● **本文**
○ ○ ○ ○
作用を強くするために力押ししても無駄

患者さんの方から「次回の採卵にかけているので、今回は、卵包がちゃんと成長するように、パワーアップするものにしてください」みたいに言われることがあります。

何回か採卵をがんばってきた人だったりしたら、僕の方も「次回こそは採卵できるよう、ここらでグッとパワーアップさせてあげたい!」
なんて思いますが、「あーそれじゃダメだ!」ということをすぐに思い出します。

当たり前ですが一般的な医学の感覚というのは、知らないうちに西洋医学的な感覚が刷りこまれているので、漢方治療をメインにしている僕でも、ついつい、後、一息で卵包が強くなりそうなら、「何かパワーアップ的なものを加えてみよう!」という単純バカ的な感覚に陥ったりします。

西洋医学は東洋医学から見ると、子供的な感覚や発想みたいなところがあって、「有効成分が濃かったり量が多かったら効果が高い!」とか、「いろいろ効果のある薬をたくさん使えば治りやすい!」みたいなところがあります。
多い!とか強い!が正義!!みたいな。

実際、病院の現場でも、ある病気が治りにくくなってくると、薬の作用が強いものに変えていったり、いろいろな種類の薬を複数、増やしたりしていきます。

ところが、東洋医学では「強い!」や「多い!」は正義でもなんでもなく、残念な事に治りやすくなるわけでもないのです。
むしろ、場合によっては、漢方薬を強いものにしたり、飲む量を増やしたり、漢方薬の種類を増やしたりするとかえって体に悪かったりすることが、よくあります。

僕はこれを勝手に「漢方治療はマイナスの美学が基本」と呼んでいます。
漢方治療の世界では、「より強い作用」「有効成分が多い」や「いろいろな薬を飲む」ことはプラスにつながらないのです。

なぜかというと、病院の薬は、薬の効果で強制的に体内の働きを変えて、その結果、症状を抑えたりします。
薬の有効成分の直接的な力で体内の働きを変えてしまうので、濃度を濃くしたりすれば、それだけ、体に強く作用します。
弱点としては薬が直接作用していますので、何時間か経って、薬が体から抜けていけば、体は元通りの悪い状態に戻ります。
だから姑息療法とか対症療法という、その場しのぎ的な治療になります。

一方、漢方は漢方薬の中の有効成分が直接的に体の働きを変えてしまうわけではありません。
漢方薬も有効成分を調べていますが、主成分などが解明されていません。
また漢方は西洋医学の理論で働いているわけではないので、主成分的なものがわかったところで、何もわからないのと同じなのです。

漢方薬は昔から続いている書物を読んでいけば、漢方薬の中の何かの主成分を効かせているのではなく、体の根源的な気、血、水、熱などの巡りや強弱を調整することが、本質的な治療だということに気づきます。
○ ○ ○ ○
● **確認用データ**
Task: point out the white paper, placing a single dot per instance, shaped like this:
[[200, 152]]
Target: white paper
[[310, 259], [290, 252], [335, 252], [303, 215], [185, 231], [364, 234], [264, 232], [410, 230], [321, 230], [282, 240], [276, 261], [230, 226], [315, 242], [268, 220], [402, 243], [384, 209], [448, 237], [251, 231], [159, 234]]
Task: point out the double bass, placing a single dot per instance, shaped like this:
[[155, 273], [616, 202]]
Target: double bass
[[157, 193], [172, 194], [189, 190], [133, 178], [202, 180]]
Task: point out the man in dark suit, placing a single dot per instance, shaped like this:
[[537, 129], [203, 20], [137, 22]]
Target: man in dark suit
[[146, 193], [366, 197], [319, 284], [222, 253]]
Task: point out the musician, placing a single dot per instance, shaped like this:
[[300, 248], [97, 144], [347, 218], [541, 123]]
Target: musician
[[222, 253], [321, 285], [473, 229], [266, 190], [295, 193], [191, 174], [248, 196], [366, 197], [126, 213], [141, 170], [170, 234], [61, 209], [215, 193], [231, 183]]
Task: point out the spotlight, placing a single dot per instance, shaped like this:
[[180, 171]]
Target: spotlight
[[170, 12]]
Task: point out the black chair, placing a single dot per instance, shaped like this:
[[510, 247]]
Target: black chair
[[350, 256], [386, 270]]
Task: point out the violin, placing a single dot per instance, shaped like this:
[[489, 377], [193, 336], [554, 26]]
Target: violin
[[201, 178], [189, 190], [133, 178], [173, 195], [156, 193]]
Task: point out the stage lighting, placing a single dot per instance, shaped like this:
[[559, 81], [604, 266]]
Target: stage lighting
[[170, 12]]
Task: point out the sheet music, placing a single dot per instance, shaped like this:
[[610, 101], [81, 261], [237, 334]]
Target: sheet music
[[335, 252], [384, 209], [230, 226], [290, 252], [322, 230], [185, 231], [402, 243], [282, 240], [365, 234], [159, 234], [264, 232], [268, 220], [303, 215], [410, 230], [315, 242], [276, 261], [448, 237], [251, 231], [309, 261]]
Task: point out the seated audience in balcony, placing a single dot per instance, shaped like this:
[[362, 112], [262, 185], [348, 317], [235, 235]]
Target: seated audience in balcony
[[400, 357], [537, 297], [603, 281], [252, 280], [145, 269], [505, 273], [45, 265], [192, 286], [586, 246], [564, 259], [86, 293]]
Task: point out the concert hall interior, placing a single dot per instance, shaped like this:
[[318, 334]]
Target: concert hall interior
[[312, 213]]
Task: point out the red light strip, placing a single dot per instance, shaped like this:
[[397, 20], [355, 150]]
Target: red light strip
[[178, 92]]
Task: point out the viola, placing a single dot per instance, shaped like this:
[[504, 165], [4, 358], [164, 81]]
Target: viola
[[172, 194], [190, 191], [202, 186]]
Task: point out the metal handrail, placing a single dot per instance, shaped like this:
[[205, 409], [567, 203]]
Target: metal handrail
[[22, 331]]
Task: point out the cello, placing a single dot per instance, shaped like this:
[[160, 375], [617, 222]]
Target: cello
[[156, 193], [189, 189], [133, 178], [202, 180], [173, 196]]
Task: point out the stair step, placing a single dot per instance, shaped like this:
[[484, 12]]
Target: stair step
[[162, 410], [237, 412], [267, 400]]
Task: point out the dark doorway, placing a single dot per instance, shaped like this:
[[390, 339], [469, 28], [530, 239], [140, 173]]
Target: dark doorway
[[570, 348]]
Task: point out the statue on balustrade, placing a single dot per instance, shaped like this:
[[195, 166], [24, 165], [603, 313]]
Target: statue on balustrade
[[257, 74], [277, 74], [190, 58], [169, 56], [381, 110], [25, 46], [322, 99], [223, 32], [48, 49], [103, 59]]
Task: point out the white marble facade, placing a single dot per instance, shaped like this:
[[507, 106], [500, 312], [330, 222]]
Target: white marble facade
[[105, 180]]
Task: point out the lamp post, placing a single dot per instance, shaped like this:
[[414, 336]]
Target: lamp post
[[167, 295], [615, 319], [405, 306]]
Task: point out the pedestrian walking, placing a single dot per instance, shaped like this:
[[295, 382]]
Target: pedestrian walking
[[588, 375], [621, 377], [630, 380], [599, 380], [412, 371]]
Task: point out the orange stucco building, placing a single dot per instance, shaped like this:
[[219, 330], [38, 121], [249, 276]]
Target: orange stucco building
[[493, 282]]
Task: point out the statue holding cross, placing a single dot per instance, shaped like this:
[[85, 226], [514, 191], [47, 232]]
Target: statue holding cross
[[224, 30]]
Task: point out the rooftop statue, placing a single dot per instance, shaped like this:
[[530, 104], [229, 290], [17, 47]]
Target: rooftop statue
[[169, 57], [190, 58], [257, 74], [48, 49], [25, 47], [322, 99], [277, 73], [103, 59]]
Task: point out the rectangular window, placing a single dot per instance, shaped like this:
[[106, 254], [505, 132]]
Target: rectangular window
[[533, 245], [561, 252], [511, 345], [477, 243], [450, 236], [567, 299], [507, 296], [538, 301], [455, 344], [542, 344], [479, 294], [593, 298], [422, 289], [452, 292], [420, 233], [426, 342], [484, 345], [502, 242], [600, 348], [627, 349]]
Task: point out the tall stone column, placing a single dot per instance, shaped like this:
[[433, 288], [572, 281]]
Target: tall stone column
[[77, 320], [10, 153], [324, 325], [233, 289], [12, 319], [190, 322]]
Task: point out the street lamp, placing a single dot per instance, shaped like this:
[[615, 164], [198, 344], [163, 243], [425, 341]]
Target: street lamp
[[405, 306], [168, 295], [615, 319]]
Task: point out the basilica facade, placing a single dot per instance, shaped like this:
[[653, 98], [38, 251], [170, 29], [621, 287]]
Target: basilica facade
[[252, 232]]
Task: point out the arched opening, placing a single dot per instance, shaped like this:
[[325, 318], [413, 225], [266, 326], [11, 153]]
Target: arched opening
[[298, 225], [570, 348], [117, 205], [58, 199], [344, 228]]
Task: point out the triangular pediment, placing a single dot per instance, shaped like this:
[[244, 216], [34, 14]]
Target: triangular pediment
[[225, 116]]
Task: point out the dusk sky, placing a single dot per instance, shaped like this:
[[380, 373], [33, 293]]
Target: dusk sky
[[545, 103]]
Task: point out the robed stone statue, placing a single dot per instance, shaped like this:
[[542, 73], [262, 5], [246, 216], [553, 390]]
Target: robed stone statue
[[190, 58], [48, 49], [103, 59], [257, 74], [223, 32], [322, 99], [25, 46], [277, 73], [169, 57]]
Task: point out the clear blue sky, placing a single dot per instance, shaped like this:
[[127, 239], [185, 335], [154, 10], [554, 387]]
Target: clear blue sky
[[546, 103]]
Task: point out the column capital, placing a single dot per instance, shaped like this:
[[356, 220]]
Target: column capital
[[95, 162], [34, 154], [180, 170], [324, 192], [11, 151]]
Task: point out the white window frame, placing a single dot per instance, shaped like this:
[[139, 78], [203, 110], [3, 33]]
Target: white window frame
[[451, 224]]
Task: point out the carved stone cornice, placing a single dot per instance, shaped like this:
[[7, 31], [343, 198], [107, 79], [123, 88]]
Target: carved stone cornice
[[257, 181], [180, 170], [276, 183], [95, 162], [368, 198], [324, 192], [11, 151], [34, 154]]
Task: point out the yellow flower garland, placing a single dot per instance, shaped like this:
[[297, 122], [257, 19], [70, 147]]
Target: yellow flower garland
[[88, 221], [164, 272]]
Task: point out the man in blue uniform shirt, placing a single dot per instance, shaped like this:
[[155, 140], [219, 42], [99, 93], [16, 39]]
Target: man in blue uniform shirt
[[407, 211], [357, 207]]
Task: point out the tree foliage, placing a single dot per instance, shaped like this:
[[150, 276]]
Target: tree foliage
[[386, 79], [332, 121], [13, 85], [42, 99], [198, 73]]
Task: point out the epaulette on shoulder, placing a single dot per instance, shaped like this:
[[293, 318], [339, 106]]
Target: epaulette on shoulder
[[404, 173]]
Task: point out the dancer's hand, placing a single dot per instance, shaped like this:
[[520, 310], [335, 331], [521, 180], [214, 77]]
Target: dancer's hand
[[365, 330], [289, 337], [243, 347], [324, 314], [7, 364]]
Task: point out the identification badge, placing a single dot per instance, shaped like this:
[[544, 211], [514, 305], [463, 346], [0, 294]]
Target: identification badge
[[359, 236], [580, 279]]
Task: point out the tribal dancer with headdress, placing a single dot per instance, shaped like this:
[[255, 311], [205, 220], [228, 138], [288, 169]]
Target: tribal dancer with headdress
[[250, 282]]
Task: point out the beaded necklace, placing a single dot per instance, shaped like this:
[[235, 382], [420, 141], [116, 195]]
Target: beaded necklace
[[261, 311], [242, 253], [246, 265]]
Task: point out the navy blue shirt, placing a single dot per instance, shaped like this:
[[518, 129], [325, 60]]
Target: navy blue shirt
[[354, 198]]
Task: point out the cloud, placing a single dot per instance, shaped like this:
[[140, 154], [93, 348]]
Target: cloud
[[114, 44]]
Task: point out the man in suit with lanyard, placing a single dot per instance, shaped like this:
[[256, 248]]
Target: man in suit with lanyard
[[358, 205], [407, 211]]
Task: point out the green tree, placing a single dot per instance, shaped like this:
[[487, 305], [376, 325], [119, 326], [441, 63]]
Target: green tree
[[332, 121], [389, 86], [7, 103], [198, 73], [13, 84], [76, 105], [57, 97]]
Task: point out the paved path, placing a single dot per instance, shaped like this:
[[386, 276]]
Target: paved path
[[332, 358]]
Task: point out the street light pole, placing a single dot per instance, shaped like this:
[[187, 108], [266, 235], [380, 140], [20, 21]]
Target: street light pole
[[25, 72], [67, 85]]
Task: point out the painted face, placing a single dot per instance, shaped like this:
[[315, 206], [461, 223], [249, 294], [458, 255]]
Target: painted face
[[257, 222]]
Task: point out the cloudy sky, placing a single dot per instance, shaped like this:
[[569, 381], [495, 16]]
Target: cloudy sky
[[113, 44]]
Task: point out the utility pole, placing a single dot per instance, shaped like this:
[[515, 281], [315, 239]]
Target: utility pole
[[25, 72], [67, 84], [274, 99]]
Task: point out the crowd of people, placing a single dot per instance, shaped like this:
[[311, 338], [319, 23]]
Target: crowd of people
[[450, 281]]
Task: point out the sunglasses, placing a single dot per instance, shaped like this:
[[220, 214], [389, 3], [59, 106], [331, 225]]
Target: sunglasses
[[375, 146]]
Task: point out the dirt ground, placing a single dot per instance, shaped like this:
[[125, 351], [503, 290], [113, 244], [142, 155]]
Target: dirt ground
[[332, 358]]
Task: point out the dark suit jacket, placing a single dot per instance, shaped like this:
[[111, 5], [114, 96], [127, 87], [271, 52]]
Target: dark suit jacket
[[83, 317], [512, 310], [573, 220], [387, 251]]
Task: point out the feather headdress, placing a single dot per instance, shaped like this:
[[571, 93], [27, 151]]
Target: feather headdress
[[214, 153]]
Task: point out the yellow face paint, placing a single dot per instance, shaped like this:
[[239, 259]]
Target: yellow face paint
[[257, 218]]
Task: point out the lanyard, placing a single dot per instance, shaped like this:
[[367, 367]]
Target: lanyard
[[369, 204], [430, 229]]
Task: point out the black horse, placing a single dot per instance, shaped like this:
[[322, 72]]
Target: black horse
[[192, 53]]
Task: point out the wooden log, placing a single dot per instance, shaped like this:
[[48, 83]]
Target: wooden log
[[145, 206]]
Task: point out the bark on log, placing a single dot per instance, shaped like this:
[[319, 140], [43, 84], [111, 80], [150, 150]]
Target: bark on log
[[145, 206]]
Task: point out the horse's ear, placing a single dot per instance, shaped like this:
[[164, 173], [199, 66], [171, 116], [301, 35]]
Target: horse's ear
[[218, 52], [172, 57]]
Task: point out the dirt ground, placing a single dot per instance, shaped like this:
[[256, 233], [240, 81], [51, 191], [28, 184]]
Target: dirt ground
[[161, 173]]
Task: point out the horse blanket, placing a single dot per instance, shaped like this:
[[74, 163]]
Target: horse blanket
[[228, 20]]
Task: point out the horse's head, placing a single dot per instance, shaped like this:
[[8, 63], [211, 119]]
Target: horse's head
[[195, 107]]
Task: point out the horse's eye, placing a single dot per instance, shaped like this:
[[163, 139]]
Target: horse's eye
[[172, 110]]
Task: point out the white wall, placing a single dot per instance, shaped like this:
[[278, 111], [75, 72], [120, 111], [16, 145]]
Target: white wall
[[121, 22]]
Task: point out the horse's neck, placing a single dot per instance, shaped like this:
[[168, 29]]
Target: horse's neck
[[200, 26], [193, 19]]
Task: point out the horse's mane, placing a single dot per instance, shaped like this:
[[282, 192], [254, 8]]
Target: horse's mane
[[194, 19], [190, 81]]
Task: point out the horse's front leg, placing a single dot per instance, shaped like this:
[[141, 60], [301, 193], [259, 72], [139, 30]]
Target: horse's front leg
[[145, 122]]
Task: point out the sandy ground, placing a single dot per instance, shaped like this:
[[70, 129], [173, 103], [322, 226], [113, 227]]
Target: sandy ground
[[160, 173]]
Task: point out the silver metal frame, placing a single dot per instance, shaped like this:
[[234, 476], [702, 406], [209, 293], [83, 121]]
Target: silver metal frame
○ ○ ○ ○
● **課題**
本文の筆者は、漢方治療では作用の強さや量、種類の多さがプラスにつながらないという考えを何と呼んでいますか。

● **回答**
「漢方治療はマイナスの美学が基本」と呼んでいます。